Databases and Data Provenance

When it comes to databases, you can start to imagine how critical data provenance is when organizing and tracking files in a data warehouse or citing references from within a curated database. For consumer applications (take social media platforms such as Twitter, for example) that build entire advertising business models around the engagement derived from user-generated content, the claim of unaltered authorship (apart from account hacks) of a given Tweet is a guarantee made by the platform to its users and investors—trust cannot be built without it.

With the implications of data provenance in mind, organizations that rely on centrally controlled data stores within the context of consumer applications are constantly evolving security protocols and authentication measures to safeguard both their users and business from attacks that could result in data leaks, data alterations, data wipes, and more. However, so long as potential attack vectors and adequate user authentication are accounted for, these organizations benefit from inherent assurances related to the authenticity of incoming writes and mutations—after all, their servers are the agents performing these edit actions.

Data Provenance in Peer-to-Peer Protocols

But what about peer-to-peer data protocols and the applications built on them? How do topics such as cryptographic hashing, digital signatures, user authentication, and data origin verifiability in decentralized software coincide with data provenance and data lineage?

This article is meant to provide an initial exploration of how and where these topics converge and build a specific understanding of the overlap between these ideas and the technical architecture, challenges, qualities, and general functionality of ComposeDB on Ceramic. ComposeDB, built on Ceramic, is a decentralized graph database that uses GraphQL to offer developers a familiar interface for interacting with data stored on Ceramic.

The following article sections will set out to help accomplish the goals outlined above.

Smart Contract-Supported Blockchains

Blockchains that contain qualities analogous to a distributed state machine (such as those compatible with the Ethereum Virtual Machine) operate based on a specific set of rules that determine how the machine state changes from block to block. In viewing these systems as traversable open ledgers of data, accounts (both smart contract accounts and those that are externally owned) generate histories of transactions such as token transfers and smart contract interactions, all of which are publicly consumable without the need for permission.

What does this mean in the context of data provenance? Given the viability of public-key infrastructure, externally owned accounts prevent bad actors from broadcasting fake transactions because the sender’s identity (public access) is publicly available to verify. When it comes to the transactions themselves (both account-to-account and account-to-contract), the resulting data that’s publicly stored (once processed) includes information about both who acted, as well as their signature.

Transaction verifiability, in this context, relies on a block finalization process that requires validator nodes to consume multiple transactions, verify them, and include them in a block. Given the deterministic nature of transactions, participating nodes can correctly compute the state for themselves, therefore eventually reaching a consistent state about the transactions.

While there are plenty of nuances and levels of depth we could explore related to the architecture of these systems, the following are the most relevant features related to data provenance:

  • The verifiable origin of each transaction represents the data we care about related to provenance
  • Transactions are performed by externally owned accounts and contract accounts, both of which attach information about the transaction itself and who initiated it
  • Externally owned accounts rely on cryptographic key pairs

ComposeDB vs. Smart Contract-Supported Blockchains

There is plenty to talk about when comparing ComposeDB (and the Ceramic Network more broadly) to chains like Ethereum; however, for this post, we’ll focus on how these qualities relate to data provenance.

____________

STUDY QUESTIONS:
a – Print the portion of the data provenance passage starting at "When it comes to databases, you" and ending at "built without it.".
b – Answer these questions from the data provenance passage:
(i) Which social media platform is named as an example of a consumer application?
(ii) What query language does ComposeDB use to give developers a familiar interface?
(iii) What do externally owned accounts rely on?

DATASET CONTENT:

____________

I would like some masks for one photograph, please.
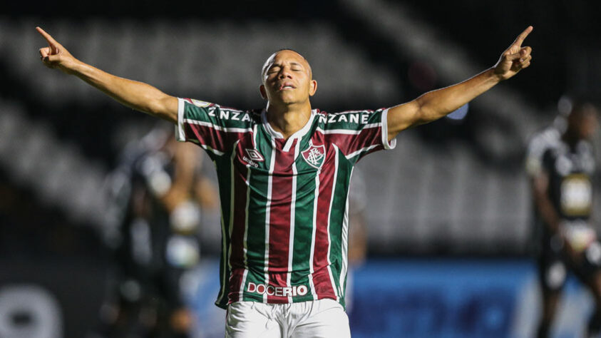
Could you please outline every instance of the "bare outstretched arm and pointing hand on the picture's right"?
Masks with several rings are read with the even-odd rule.
[[[522,47],[522,42],[533,30],[528,26],[501,54],[499,61],[486,71],[456,85],[430,91],[408,103],[390,108],[388,113],[388,138],[392,140],[406,128],[438,120],[455,111],[476,96],[488,91],[523,68],[530,66],[532,48]]]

____________

ANSWERS TO THE EXERCISES:
a –
When it comes to databases, you can start to imagine how critical data provenance is when organizing and tracking files in a data warehouse or citing references from within a curated database. For consumer applications (take social media platforms such as Twitter, for example) that build entire advertising business models around the engagement derived from user-generated content, the claim of unaltered authorship (apart from account hacks) of a given Tweet is a guarantee made by the platform to its users and investors—trust cannot be built without it.

b –
(i) Twitter
(ii) GraphQL
(iii) Cryptographic key pairs